Records from a data source

□ □ □ □ □ □ □

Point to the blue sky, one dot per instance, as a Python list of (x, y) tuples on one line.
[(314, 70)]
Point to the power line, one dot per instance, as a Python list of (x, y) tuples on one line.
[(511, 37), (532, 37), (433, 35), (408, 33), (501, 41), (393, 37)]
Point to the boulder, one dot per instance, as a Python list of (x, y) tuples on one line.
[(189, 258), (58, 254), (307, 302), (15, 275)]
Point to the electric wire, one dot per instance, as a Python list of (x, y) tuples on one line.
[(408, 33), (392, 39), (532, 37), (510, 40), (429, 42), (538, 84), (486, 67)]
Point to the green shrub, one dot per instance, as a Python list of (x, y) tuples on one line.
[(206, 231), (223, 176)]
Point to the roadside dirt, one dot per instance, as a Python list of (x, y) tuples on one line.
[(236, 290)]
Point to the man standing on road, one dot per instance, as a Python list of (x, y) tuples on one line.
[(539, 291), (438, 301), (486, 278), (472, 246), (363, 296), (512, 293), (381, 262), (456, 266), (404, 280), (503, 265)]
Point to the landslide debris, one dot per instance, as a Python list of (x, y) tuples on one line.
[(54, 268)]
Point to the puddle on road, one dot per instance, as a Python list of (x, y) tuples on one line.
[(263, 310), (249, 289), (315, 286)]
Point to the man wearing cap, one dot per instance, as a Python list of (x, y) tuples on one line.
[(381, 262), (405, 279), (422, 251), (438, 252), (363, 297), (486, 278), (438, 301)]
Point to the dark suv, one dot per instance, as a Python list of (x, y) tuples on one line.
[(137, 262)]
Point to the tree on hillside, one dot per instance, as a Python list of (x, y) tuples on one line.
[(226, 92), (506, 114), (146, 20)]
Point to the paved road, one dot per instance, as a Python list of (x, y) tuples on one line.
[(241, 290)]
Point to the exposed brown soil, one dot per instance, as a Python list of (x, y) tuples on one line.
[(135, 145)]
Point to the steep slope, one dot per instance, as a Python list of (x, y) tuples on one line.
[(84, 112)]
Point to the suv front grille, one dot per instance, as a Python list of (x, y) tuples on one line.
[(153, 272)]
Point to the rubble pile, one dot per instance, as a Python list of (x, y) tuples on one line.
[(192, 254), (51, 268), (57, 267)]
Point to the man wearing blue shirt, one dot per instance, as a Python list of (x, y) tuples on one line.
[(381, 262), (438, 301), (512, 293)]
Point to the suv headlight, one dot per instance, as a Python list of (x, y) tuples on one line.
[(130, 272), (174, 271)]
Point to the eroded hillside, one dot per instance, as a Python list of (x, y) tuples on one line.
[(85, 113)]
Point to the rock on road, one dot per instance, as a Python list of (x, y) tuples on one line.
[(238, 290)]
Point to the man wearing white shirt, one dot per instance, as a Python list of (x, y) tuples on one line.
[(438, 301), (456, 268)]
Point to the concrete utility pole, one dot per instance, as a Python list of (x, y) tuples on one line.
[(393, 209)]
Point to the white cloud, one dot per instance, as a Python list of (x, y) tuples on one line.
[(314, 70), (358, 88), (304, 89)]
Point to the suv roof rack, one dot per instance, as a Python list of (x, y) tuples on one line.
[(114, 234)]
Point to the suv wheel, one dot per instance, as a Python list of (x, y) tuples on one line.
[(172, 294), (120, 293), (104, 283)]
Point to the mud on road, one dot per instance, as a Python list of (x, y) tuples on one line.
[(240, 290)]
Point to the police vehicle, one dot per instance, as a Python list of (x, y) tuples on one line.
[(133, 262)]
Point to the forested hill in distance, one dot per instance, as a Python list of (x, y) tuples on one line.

□ □ □ □ □ □ □

* About this task
What you write should match, character for character, the lines from the one with "Point to the mud" to the end of the data, both included.

* Solution for this task
Point to the mud on road, one dot per instance, as a Python list of (x, y) tuples on one line.
[(240, 290)]
Point to the police vehicle, one dot per instance, as a Python list of (x, y) tuples on one line.
[(133, 262)]
Point to the forested hill in distance, one dot per instance, as a Python list of (x, y) tuples on one line.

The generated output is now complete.